◆ **EXERCISE INSTRUCTIONS**
Extract the full listing below without altering a single character.

◆ **RECORDS TO PROCESS**
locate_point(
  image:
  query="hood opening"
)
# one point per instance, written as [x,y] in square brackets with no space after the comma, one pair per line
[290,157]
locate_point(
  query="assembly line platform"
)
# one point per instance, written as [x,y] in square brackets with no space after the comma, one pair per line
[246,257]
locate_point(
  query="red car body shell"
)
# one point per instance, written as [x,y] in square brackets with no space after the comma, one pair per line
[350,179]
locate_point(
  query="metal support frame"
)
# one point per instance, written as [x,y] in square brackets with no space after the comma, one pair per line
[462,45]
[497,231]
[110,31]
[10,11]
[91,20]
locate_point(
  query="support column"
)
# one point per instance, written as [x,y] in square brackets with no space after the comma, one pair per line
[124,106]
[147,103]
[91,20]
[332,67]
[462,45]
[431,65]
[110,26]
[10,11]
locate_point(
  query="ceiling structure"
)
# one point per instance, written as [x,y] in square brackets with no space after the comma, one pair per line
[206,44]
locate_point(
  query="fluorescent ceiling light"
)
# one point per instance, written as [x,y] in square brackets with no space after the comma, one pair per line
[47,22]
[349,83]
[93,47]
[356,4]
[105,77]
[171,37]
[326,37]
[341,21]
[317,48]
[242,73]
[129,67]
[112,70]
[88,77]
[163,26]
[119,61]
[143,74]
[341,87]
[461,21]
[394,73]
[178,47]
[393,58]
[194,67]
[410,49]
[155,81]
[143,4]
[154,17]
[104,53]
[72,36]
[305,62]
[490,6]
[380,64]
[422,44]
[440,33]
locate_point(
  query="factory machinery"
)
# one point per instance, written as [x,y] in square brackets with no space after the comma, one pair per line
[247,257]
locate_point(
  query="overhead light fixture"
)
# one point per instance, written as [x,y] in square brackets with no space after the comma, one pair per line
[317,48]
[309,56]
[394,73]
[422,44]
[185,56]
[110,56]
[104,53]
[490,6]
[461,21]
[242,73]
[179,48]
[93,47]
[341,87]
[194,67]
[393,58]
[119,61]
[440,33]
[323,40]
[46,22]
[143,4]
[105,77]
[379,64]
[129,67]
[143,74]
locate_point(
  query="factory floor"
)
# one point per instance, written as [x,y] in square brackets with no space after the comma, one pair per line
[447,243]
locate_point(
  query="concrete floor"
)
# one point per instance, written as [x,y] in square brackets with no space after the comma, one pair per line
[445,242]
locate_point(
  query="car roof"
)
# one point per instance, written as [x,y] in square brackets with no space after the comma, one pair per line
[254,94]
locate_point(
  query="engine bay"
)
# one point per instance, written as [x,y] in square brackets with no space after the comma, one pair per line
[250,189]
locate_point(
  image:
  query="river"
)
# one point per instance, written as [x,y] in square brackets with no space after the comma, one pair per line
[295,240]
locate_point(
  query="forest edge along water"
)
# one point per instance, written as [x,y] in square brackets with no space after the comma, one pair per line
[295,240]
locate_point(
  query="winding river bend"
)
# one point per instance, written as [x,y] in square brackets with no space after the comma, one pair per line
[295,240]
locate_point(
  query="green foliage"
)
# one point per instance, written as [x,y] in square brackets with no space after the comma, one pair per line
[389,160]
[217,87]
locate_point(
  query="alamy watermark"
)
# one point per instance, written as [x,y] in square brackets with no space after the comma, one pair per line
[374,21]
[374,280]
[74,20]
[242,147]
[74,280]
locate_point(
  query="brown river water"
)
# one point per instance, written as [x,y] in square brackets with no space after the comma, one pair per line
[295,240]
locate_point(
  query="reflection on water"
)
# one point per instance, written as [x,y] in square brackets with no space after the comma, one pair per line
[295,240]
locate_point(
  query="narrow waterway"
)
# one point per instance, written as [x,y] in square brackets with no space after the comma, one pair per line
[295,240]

◆ **PROBLEM SOLUTION**
locate_point(
  image:
  query="hood opening"
)
# one point per instance, written as [x,y] in square brackets with no space after the comma, one pair per line
[290,157]
locate_point(
  query="assembly line platform"
)
# one point per instance, written as [x,y] in square brackets with no space after the comma, one pair per line
[246,257]
locate_point(
  query="red car body shell"
)
# one point per instance, written as [x,y] in square brackets with no space after the comma, one pair per line
[350,179]
locate_point(
  query="metal support frame"
)
# one point per instance, written as [x,y] in square brackets with no space after the comma, one pair per line
[462,45]
[497,231]
[110,31]
[10,11]
[91,20]
locate_point(
  query="support column"
)
# one point per instance, written as [x,y] in square brackets with no space after the comma, one pair per line
[124,106]
[147,103]
[91,20]
[332,67]
[462,45]
[431,65]
[110,26]
[10,11]
locate_point(
  query="ceiling structure"
)
# one point per instance, written as [x,y] in square brackets with no space after the comma, one pair per line
[206,44]
locate_point(
  query="fluorescent ceiling light"
)
# one point per instance, written as [x,y] in square brackets with no space after the comma, one pair per line
[47,22]
[349,83]
[93,47]
[356,4]
[105,77]
[171,37]
[326,37]
[341,21]
[317,48]
[242,73]
[129,67]
[112,70]
[88,77]
[163,26]
[119,61]
[143,74]
[341,87]
[461,21]
[394,73]
[178,47]
[393,58]
[194,67]
[410,49]
[155,81]
[143,4]
[154,17]
[104,53]
[72,36]
[305,62]
[490,6]
[380,64]
[422,44]
[440,33]
locate_point(
  query="factory machinery"
)
# one point per instance, written as [x,y] in square brackets with no space after the comma, one pair per line
[247,257]
locate_point(
  query="overhead light fixture"
)
# one point per instance, written as [x,y] in square brackets with no space after the comma, one pair per line
[317,48]
[309,56]
[394,73]
[422,44]
[185,56]
[110,56]
[104,53]
[490,6]
[461,21]
[242,73]
[179,48]
[93,47]
[341,87]
[194,67]
[393,58]
[119,61]
[440,33]
[323,40]
[46,22]
[143,4]
[105,77]
[379,64]
[129,67]
[143,74]
locate_point(
  query="factory floor"
)
# one point per instance, written as [x,y] in square brackets with no space after the comma, one pair per line
[447,243]
locate_point(
  query="concrete floor"
)
# one point per instance, written as [x,y] in square brackets with no space after the comma, one pair per line
[445,242]
locate_point(
  query="car roof"
)
# one point per instance, written as [x,y] in square brackets with no space after the comma, one pair per line
[254,94]
locate_point(
  query="engine bay"
)
# one point per instance, written as [x,y] in square brackets with no space after the comma, one pair per line
[250,189]
locate_point(
  image:
  query="river"
)
# one point per instance, written as [x,y] in square brackets with no space after the comma, one pair per line
[295,240]
locate_point(
  query="forest edge along water"
)
# one point per instance, written as [x,y] in square brackets with no space after the comma, one pair per line
[295,240]
locate_point(
  query="winding river bend"
)
# one point per instance, written as [x,y] in square brackets with no space after the comma, one pair per line
[295,240]
locate_point(
  query="green foliage"
)
# one point per instance, written as [x,y] in square brackets with no space after the comma, one pair per line
[389,160]
[217,87]
locate_point(
  query="alamy watermark"
)
# one point per instance, written as [x,y] in square brackets with no space after the comma, one pair per line
[374,21]
[374,280]
[74,20]
[242,147]
[74,280]
locate_point(
  query="brown river water"
)
# one point per instance, written as [x,y] in square brackets with no space after the comma, one pair per line
[295,240]
locate_point(
  query="reflection on water"
)
# one point per instance, written as [x,y] in square brackets with no space after the comma, one pair per line
[295,240]
locate_point(
  query="narrow waterway"
)
# one point per instance, written as [x,y] in square brackets with no space after the comma, one pair per line
[295,240]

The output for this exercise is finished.